**Schriftliche Aufgabe 1**
Ersetzen Sie in der Auflistung „Target“ durch „Zielobjekt“ und geben Sie die Zeilen ab ihrem Beginn bis einschließlich der Zeile mit „x=38, y=432“ ansonsten unverändert wieder. Lassen Sie die Bilder dabei weg.

413. Die Berathung und Abstimmung der Richter ist nicht öffentlich. In
schwierigen Fällen kann der Vorsitzende für diese Berathung Berichterstatter
bestellen.
§.
414. Das Urtheil ist auf Grund der mündlichen Verhandlung, und zwar wenn
möglich, sogleich nach Schluss derselben zu fällen und zu verkünden. Mit dem
Urtheile sind die Entscheidungsgründe zu verkünden. Die Verkündung des
Urtheiles ist von der Anwesenheit beider Parteien unabhängig.
Der
Senat kann sich bei der Verkündung, selbst wenn das Urtheil schon in
vollständiger schriftlicher Fassung vorliegt, auf die Bekanntgabe des
Wortlautes des Urtheilsspruches und auf die Mittheilung der wesentlichen
Entscheidungsgründe beschränken. Die Festsetzung des Kostenbetrages kann bei
der Verkündung des Urtheiles der Ausfertigung desselben vorbehalten bleiben.
Das
verkündete Urtheil ist in schriftlicher Ausfertigung sammt den vollständigen
Entscheidungsgründen jeder Partei zuzustellen.
§.

**Schriftliche Aufgabe 2**
Führen Sie den Text über die Beratung der Richter und die Verkündung des Urteils im Anschluss an seinen letzten Satz weiter.

**Bereitgestellte Daten**

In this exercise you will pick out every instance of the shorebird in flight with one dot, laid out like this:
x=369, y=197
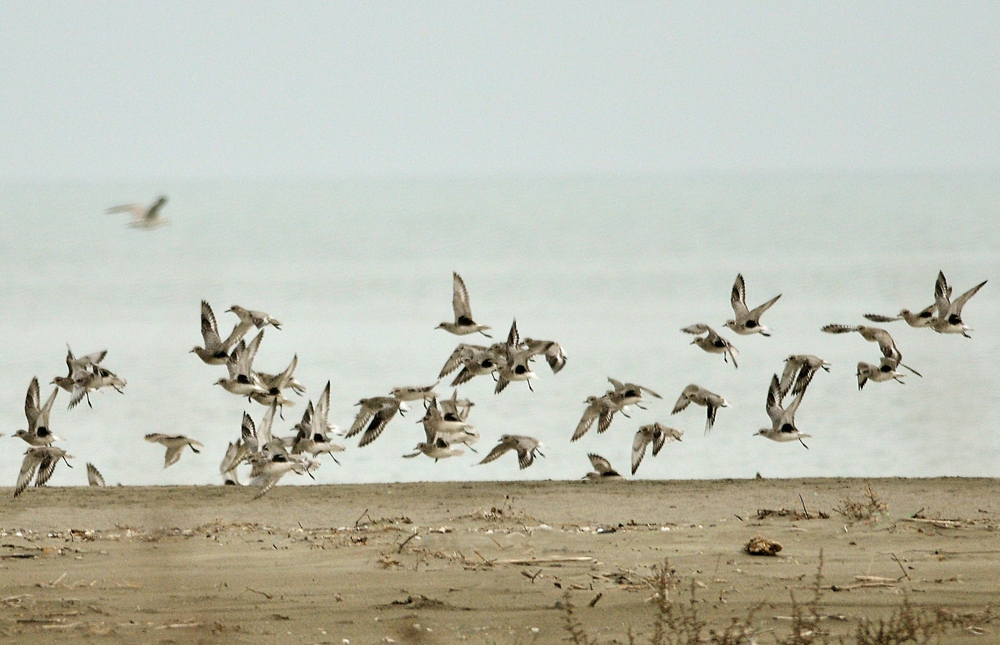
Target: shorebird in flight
x=94, y=477
x=216, y=351
x=892, y=356
x=174, y=445
x=464, y=323
x=602, y=469
x=143, y=216
x=782, y=419
x=38, y=433
x=42, y=459
x=712, y=342
x=655, y=433
x=374, y=415
x=949, y=318
x=700, y=396
x=799, y=371
x=526, y=448
x=747, y=321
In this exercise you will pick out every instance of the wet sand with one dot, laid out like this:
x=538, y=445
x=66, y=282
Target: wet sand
x=483, y=562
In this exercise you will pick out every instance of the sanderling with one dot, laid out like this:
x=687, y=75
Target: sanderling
x=526, y=448
x=464, y=323
x=602, y=469
x=655, y=433
x=174, y=445
x=374, y=415
x=949, y=318
x=94, y=477
x=699, y=395
x=798, y=373
x=712, y=342
x=143, y=216
x=782, y=419
x=747, y=320
x=216, y=351
x=43, y=459
x=38, y=432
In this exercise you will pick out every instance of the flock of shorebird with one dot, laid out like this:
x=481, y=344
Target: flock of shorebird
x=445, y=421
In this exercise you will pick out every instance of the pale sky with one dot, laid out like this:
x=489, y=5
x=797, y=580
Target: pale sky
x=232, y=89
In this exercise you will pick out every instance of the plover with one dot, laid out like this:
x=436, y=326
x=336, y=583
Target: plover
x=38, y=433
x=174, y=445
x=712, y=342
x=782, y=419
x=526, y=448
x=598, y=407
x=626, y=394
x=374, y=415
x=314, y=431
x=747, y=321
x=42, y=459
x=415, y=392
x=515, y=365
x=553, y=352
x=216, y=351
x=437, y=449
x=77, y=368
x=655, y=433
x=243, y=381
x=143, y=216
x=874, y=335
x=700, y=396
x=949, y=313
x=602, y=469
x=798, y=373
x=884, y=371
x=464, y=323
x=94, y=477
x=920, y=318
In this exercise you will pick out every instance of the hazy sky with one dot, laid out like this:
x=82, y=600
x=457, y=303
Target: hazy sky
x=330, y=89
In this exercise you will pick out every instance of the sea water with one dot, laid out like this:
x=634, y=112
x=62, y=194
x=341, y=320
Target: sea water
x=359, y=272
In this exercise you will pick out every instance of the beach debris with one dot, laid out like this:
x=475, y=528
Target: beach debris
x=759, y=545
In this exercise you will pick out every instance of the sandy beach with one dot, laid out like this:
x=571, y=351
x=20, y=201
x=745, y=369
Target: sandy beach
x=488, y=562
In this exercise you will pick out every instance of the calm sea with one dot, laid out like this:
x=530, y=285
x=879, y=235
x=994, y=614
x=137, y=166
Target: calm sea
x=612, y=268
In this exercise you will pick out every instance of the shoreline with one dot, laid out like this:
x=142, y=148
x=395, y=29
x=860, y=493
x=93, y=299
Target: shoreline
x=485, y=562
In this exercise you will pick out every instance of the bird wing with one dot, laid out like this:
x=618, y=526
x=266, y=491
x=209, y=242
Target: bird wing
x=600, y=464
x=94, y=477
x=773, y=405
x=756, y=312
x=696, y=329
x=32, y=404
x=29, y=465
x=738, y=298
x=958, y=303
x=460, y=300
x=683, y=401
x=501, y=448
x=209, y=327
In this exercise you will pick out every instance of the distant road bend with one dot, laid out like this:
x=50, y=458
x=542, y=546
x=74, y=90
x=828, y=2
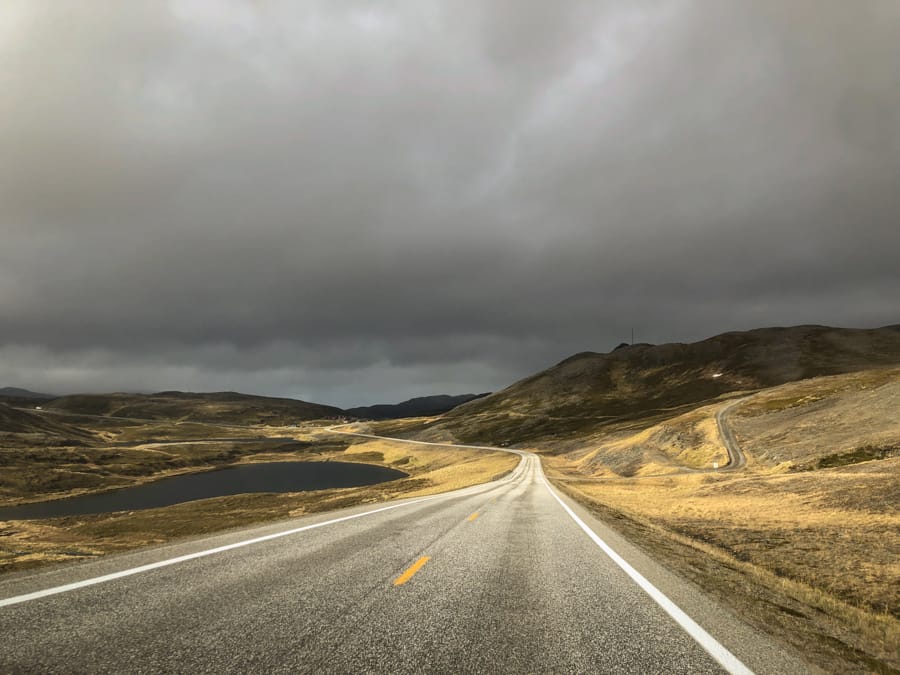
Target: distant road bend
x=505, y=577
x=736, y=458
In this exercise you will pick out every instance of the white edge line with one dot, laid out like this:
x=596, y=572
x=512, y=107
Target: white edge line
x=712, y=646
x=715, y=649
x=65, y=588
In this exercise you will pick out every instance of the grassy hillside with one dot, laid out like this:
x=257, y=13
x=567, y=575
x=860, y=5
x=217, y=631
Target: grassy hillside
x=219, y=407
x=22, y=426
x=591, y=390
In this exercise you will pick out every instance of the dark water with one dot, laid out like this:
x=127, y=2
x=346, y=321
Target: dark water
x=269, y=477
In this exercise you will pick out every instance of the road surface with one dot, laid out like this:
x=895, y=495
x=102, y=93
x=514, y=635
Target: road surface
x=736, y=458
x=504, y=577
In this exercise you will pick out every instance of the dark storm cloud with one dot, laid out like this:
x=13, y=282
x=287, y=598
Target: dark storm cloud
x=351, y=203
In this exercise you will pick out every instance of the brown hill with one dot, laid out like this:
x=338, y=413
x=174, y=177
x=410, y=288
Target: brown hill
x=591, y=389
x=219, y=407
x=23, y=422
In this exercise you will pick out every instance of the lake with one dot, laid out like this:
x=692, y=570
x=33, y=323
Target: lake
x=266, y=477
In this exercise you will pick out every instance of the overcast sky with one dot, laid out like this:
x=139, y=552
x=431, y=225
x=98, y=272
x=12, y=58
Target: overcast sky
x=356, y=202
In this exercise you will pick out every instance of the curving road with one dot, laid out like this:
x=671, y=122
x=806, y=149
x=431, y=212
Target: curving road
x=505, y=577
x=736, y=458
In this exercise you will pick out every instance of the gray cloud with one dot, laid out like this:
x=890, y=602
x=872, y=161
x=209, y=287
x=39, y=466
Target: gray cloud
x=349, y=203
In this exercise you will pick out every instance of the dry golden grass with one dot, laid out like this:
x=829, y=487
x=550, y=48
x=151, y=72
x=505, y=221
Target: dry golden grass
x=25, y=544
x=812, y=551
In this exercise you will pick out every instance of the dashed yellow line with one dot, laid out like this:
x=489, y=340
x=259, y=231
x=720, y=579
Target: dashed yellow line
x=408, y=574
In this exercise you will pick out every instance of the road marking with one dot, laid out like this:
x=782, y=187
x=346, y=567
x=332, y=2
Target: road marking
x=725, y=658
x=65, y=588
x=408, y=574
x=715, y=649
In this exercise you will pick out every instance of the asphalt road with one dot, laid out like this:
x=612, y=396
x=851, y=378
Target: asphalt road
x=503, y=577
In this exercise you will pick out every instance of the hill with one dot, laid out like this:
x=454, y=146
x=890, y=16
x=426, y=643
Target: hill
x=218, y=407
x=22, y=397
x=21, y=425
x=423, y=406
x=590, y=389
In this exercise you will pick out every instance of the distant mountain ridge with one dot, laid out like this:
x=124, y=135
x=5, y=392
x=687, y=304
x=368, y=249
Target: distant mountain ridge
x=220, y=407
x=18, y=393
x=588, y=388
x=422, y=406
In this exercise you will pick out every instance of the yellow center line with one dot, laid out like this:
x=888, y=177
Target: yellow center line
x=408, y=574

**Lösung 1**
In this exercise you will pick out every instance of the shorebird in flight with one dot, laid out like this:
x=369, y=197
Zielobjekt: shorebird in flight
x=94, y=477
x=216, y=351
x=892, y=356
x=174, y=445
x=464, y=323
x=602, y=469
x=143, y=216
x=782, y=419
x=38, y=433
x=42, y=459
x=712, y=342
x=655, y=433
x=374, y=415
x=949, y=318
x=700, y=396
x=799, y=371
x=526, y=448
x=747, y=321
In this exercise you will pick out every instance of the wet sand with one dot, laid out like this:
x=538, y=445
x=66, y=282
Zielobjekt: wet sand
x=483, y=562
In this exercise you will pick out every instance of the sanderling with one dot, laid out like this:
x=687, y=75
Zielobjekt: sanderling
x=526, y=448
x=464, y=323
x=602, y=469
x=655, y=433
x=174, y=445
x=374, y=415
x=949, y=318
x=94, y=477
x=699, y=395
x=798, y=373
x=712, y=342
x=143, y=216
x=782, y=419
x=747, y=320
x=216, y=351
x=43, y=459
x=38, y=432

**Lösung 2**
415. Wenn das Urtheil nicht sofort nach Schluss der mündlichen Verhandlung
gefällt werden kann und insbesondere auch dann, wenn die Verhandlung gemäß §.
193, Absatz 3, vor Vollendung der Beweisaufnahme geschlossen wurde, ist das
Urtheil binnen acht Tagen nach Schluss der mündlichen Verhandlung, im Falle des
§. 193, Absatz 3, aber binnen acht Tagen nach dem Einlangen der Acten über die
ausständige Beweisaufnahme zu fällen. Eine besondere Verkündung des Urtheiles
findet dann nicht statt.
§.
416. Das Urtheil wird den Parteien gegenüber erst mit der Zustellung der
schriftlichen Urtheilsausfertigung wirksam.
(429)
Das Gericht ist jedoch an seine Entscheidung gebunden, sobald dieselbe
verkündet oder im Falle des §. 415 in schriftlicher Abfassung zur Ausfertigung
abgegeben ist.
Schriftliche
Ausfertigung.
§.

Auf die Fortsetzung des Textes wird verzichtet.